» **Excerpt to read**
Welcome to cyclothymic bipolar disorder. I was hardly bouncing off walls the last two days but I wasn’t down or low functioning or well, depressed. This evening my mood has totally crashed with no real explanation except, nature of the beast. (Bipolar, not me, I am a sexy beast, it is not.)
Perhaps that is the mystery that stymies doctors and patients alike. WHERE do these abrupt mood crashes come from? So much chatter about “there has to be a trigger” but there simply was not one today. I suppose I could blame the gray rainy day as that is normally something that affects my mood but we’ve had so much heat and almost no rain for months I welcomed the wet and gloom. And it wasn’t until after supper, where I did battle to ‘be normal’ and sit at a table and share a meal with my child…she bolted for her fiends, er, friends, and my mood…I guess feeling ditched might explain a mood crash.
Or again, nature of the beast.
Plus side, my sanity seems stable. I am no longer viewing my family with quite as much hate, even took Spook to see my mom today. To mom’s credit, she didn’t get spawn the tablet, she showed me a little MP3 player thing but it plays videos, I guess. She’ll still be making catalog payments next year, long after my snowflake has destroyed it. I am so grateful I learned my lesson on all that crap. Rather have used shit and no payments.

» **Task instructions**
1. Answer these about the blog post:
(a) At what point in the day did the writer's mood crash?
(b) What weather had there been for months before the gray rainy day?
(c) What did the writer's mom show the writer?
2. Reproduce word for word the text of the blog post between "Welcome to cyclothymic" and "a mood crash.", inclusive.
3. Translate this sentence from the blog post into Spanish: "Plus side, my sanity seems stable."
The items come from a source unrelated to the blog post.

» **Data for review**
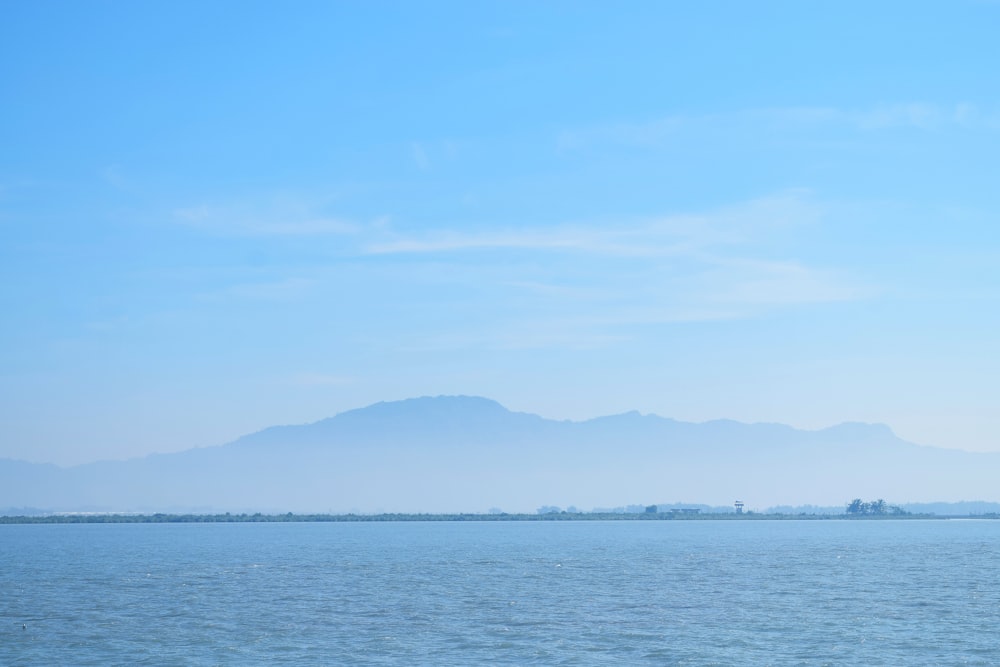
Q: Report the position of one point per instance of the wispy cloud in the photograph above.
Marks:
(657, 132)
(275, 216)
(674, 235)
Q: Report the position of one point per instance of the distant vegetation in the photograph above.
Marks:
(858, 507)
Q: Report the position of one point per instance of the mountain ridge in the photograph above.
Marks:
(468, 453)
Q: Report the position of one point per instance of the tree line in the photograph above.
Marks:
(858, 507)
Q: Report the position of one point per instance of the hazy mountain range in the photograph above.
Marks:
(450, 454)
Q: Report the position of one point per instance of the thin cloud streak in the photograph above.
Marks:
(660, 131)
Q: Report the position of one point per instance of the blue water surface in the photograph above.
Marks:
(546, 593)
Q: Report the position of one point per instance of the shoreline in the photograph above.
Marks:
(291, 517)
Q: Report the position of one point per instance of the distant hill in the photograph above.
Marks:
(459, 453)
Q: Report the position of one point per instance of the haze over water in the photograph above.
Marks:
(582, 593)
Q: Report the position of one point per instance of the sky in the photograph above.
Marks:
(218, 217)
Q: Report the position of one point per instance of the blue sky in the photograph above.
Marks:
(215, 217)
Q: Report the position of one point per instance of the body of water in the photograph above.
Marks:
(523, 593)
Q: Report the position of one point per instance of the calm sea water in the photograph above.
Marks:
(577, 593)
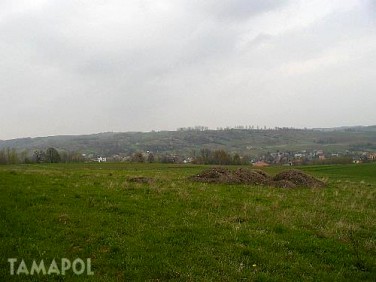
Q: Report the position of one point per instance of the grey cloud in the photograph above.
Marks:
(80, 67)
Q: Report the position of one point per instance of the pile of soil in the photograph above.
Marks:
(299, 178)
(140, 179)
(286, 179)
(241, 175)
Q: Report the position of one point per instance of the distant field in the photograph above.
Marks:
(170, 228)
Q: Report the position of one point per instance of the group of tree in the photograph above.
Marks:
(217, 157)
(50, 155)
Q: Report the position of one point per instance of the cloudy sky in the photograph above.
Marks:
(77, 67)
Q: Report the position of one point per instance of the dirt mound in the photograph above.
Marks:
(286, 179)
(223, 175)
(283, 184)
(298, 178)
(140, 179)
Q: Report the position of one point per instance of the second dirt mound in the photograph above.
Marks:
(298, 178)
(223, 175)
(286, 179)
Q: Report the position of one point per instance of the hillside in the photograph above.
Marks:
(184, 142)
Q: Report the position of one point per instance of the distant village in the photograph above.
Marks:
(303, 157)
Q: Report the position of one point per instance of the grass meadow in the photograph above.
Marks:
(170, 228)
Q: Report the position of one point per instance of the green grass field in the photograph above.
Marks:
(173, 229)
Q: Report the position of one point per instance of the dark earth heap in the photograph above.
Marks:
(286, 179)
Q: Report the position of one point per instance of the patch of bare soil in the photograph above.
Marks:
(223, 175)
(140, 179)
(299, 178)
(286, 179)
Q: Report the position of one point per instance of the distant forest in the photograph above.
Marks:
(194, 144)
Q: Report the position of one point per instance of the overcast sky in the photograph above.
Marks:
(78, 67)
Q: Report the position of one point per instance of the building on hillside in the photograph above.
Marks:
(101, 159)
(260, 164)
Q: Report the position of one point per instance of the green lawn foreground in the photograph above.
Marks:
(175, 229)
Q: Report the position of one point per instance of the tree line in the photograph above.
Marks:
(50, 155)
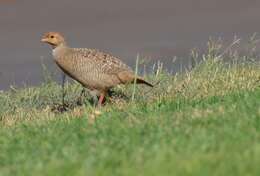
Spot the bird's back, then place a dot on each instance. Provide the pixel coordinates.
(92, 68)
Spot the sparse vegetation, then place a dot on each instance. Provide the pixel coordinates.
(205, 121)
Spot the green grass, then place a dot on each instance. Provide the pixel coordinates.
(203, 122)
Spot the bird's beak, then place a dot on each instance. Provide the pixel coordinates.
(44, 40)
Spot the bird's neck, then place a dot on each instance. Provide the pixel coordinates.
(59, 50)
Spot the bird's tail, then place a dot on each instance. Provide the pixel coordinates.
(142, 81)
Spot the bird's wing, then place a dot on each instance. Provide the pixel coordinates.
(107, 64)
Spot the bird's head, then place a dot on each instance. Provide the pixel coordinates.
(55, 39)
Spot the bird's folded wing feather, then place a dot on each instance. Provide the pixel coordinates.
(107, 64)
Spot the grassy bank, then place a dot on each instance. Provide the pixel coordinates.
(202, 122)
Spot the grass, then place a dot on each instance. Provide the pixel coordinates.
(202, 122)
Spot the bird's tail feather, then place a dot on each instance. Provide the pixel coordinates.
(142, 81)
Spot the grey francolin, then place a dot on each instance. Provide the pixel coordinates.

» **Responses in order**
1.
(a) In the evening, after supper.
(b) So much heat and almost no rain.
(c) A little MP3 player thing that plays videos.

2.
Welcome to cyclothymic bipolar disorder. I was hardly bouncing off walls the last two days but I wasn’t down or low functioning or well, depressed. This evening my mood has totally crashed with no real explanation except, nature of the beast. (Bipolar, not me, I am a sexy beast, it is not.)
Perhaps that is the mystery that stymies doctors and patients alike. WHERE do these abrupt mood crashes come from? So much chatter about “there has to be a trigger” but there simply was not one today. I suppose I could blame the gray rainy day as that is normally something that affects my mood but we’ve had so much heat and almost no rain for months I welcomed the wet and gloom. And it wasn’t until after supper, where I did battle to ‘be normal’ and sit at a table and share a meal with my child…she bolted for her fiends, er, friends, and my mood…I guess feeling ditched might explain a mood crash.

3. Lo positivo es que mi cordura parece estable.